(Problem) Put every one of the lines below into a Markdown table with the columns "Row" and "Line," giving each a row number and leaving out any blank lines.

....

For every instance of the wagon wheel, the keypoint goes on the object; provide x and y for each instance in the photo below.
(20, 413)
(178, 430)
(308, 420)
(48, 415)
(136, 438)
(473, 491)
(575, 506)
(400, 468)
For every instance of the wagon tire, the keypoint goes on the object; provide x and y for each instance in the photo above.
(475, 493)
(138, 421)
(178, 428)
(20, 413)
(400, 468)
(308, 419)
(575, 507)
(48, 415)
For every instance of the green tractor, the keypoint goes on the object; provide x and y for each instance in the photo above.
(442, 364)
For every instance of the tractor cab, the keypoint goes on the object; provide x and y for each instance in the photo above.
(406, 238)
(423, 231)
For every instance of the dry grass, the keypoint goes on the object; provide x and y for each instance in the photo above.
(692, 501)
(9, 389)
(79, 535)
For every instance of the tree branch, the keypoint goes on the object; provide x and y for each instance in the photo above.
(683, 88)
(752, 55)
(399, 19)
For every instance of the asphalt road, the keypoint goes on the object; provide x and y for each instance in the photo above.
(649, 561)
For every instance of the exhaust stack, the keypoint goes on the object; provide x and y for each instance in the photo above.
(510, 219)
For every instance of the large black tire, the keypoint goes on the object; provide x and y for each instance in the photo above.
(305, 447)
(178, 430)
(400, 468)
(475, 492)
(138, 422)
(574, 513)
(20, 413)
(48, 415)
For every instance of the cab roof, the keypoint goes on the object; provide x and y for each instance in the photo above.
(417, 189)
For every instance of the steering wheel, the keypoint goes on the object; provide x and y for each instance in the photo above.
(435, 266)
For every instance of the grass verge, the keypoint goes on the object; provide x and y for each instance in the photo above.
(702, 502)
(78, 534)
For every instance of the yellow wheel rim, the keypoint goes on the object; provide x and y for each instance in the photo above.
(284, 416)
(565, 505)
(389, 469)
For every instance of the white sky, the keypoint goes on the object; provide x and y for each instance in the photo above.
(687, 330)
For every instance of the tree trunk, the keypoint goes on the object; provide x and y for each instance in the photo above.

....

(Result below)
| Row | Line |
|---|---|
| 1 | For every instance of the wagon wheel, the keypoint goes on the object; provide x and y for each instance in the photo below. |
| 2 | (20, 413) |
| 3 | (178, 430) |
| 4 | (308, 420) |
| 5 | (48, 415) |
| 6 | (136, 438) |
| 7 | (473, 491) |
| 8 | (575, 506) |
| 9 | (400, 468) |
| 10 | For every instance of the wagon tire, the keypoint goes on the object; provide x and y for each instance in the photo above. |
| 11 | (475, 493) |
| 12 | (138, 421) |
| 13 | (178, 428) |
| 14 | (20, 413) |
| 15 | (400, 468) |
| 16 | (308, 419) |
| 17 | (575, 507) |
| 18 | (48, 415) |
| 19 | For every instance of the green tractor, the keypoint goes on the object; provide x and y for each instance in the photo above. |
| 20 | (442, 364) |
| 21 | For every instance of the tractor cab, the keypoint goes on the object; provide x and y for each instance in the photo above. |
| 22 | (406, 238) |
| 23 | (423, 231) |
| 24 | For every instance of the dry grass, the keypoint goes on the object; provide x and y for each instance in the photo above. |
| 25 | (692, 501) |
| 26 | (9, 389) |
| 27 | (79, 535) |
| 28 | For every instance of the tree branch, the keypoint goes on the object; provide x and y for each instance in the photo above. |
| 29 | (683, 88) |
| 30 | (752, 55) |
| 31 | (399, 19) |
| 32 | For every instance of the asphalt road, the keypoint goes on the object; provide x and y for each instance in the photo above. |
| 33 | (649, 561) |
| 34 | For every instance of the exhaust stack, the keypoint goes on the object; provide x and y for each instance in the photo above. |
| 35 | (510, 219) |
| 36 | For every instance of the large black tire, the keypoint goes on the object; provide x and y for each instance in the photo above. |
| 37 | (305, 447) |
| 38 | (178, 430) |
| 39 | (400, 468) |
| 40 | (475, 492) |
| 41 | (138, 422) |
| 42 | (574, 513) |
| 43 | (20, 413) |
| 44 | (48, 415) |
| 45 | For every instance of the cab roof, the keypoint goes on the object; provide x and y for each instance in the photo above. |
| 46 | (417, 189) |
| 47 | For every instance of the steering wheel, the keypoint goes on the object; provide x and y for each instance in the photo above. |
| 48 | (435, 266) |
| 49 | For every instance of the grass verge, the keypoint goes on the object; provide x and y for each instance in the photo above. |
| 50 | (702, 502) |
| 51 | (78, 534) |
| 52 | For every instance of the yellow wheel rim, the keypoint goes on the object; provide x and y for each instance in the photo above. |
| 53 | (284, 416) |
| 54 | (565, 505) |
| 55 | (389, 469) |
| 56 | For every instance of the white sky, the keypoint goes on the object; provide x and y for each instance in the photo above. |
| 57 | (687, 330) |
| 58 | For every instance of the tree trunk, the keypoint goes on the object; provide x and y for each instance in the photo above. |